監修:木村敬二郎(医療法人敬和会木村内科院長)

不眠とは

かのナポレオンやエジソンは、1日にわずか4時間しか睡眠をとらなかったといわれていますが、反対にアインシュタインは、睡眠時間の長い人として知られています。眠りに対する欲求には、このように大きな個人差があり、睡眠時間が短くても不眠を訴えない人もいれば、長くても不眠を訴える人もいます。『不眠症』というのは、睡眠時間だけでなく、朝起きた時に『よく寝た』という爽快感がなく、昼間の社会生活や身体活動に影響が出ていることが一応の目安になっています。

不眠とは

不眠のタイプ

不眠は、一般に、1:入眠障害(寝つきが悪い)、2:熟眠障害(眠りが浅く、夜中に何度も目がさめる)、3:早朝覚醒(朝早く目がさめる)の3つのタイプに分けられます。2と3は同時に現われることが多いことから、最近ではこれを1つにして入眠障害と睡眠維持障害の2つに分類されることがあります。

不眠のタイプ

●入眠障害

寝入りが悪く、例えば午後10時に床に就いても午前2時、3時まで寝つけないといったもので、通常30分以上を要するものを1つの目安とします。床について眠ろうとすればするほど眠れないのが特徴で、あとで述べる『神経性不眠』に多くみられます。

●熟眠障害

いったん寝ついたあと、眠りが浅く、夜中にしばしば目がさめる症状で、一晩に2〜3回以上中途覚醒する場合をいいます。お年寄りの不眠や『神経性不眠』に多くみられます。

領域指示データ

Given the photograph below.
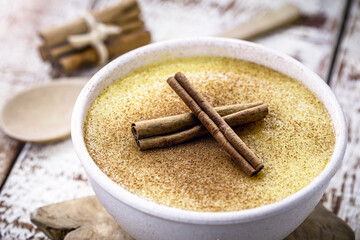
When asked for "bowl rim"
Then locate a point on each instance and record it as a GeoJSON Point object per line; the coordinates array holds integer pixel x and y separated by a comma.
{"type": "Point", "coordinates": [217, 218]}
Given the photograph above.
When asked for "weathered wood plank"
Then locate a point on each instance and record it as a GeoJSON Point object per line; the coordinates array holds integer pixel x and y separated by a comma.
{"type": "Point", "coordinates": [343, 194]}
{"type": "Point", "coordinates": [50, 173]}
{"type": "Point", "coordinates": [20, 64]}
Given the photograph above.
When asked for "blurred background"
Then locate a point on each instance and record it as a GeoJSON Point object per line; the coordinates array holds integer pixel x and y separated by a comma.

課題一覧
A) 不眠に関する抜粋によれば、入眠障害の目安とされるのは、寝つくまでに通常何分以上かかる場合ですか。
B) 不眠に関する抜粋のうち、「監修:木村敬二郎(医療法人敬和会木村内科院長)」から始まり「に分類されることがあります。」で終わる部分を、「爽快感」を「満足感」に改めたうえで書き直してください。
上記の資料は、本文とは別の出典に由来するものです。

解答
A) 通常30分以上を要する場合です。

B)
監修:木村敬二郎(医療法人敬和会木村内科院長)

不眠とは

かのナポレオンやエジソンは、1日にわずか4時間しか睡眠をとらなかったといわれていますが、反対にアインシュタインは、睡眠時間の長い人として知られています。眠りに対する欲求には、このように大きな個人差があり、睡眠時間が短くても不眠を訴えない人もいれば、長くても不眠を訴える人もいます。『不眠症』というのは、睡眠時間だけでなく、朝起きた時に『よく寝た』という満足感がなく、昼間の社会生活や身体活動に影響が出ていることが一応の目安になっています。

不眠とは

不眠のタイプ

不眠は、一般に、1:入眠障害(寝つきが悪い)、2:熟眠障害(眠りが浅く、夜中に何度も目がさめる)、3:早朝覚醒(朝早く目がさめる)の3つのタイプに分けられます。2と3は同時に現われることが多いことから、最近ではこれを1つにして入眠障害と睡眠維持障害の2つに分類されることがあります。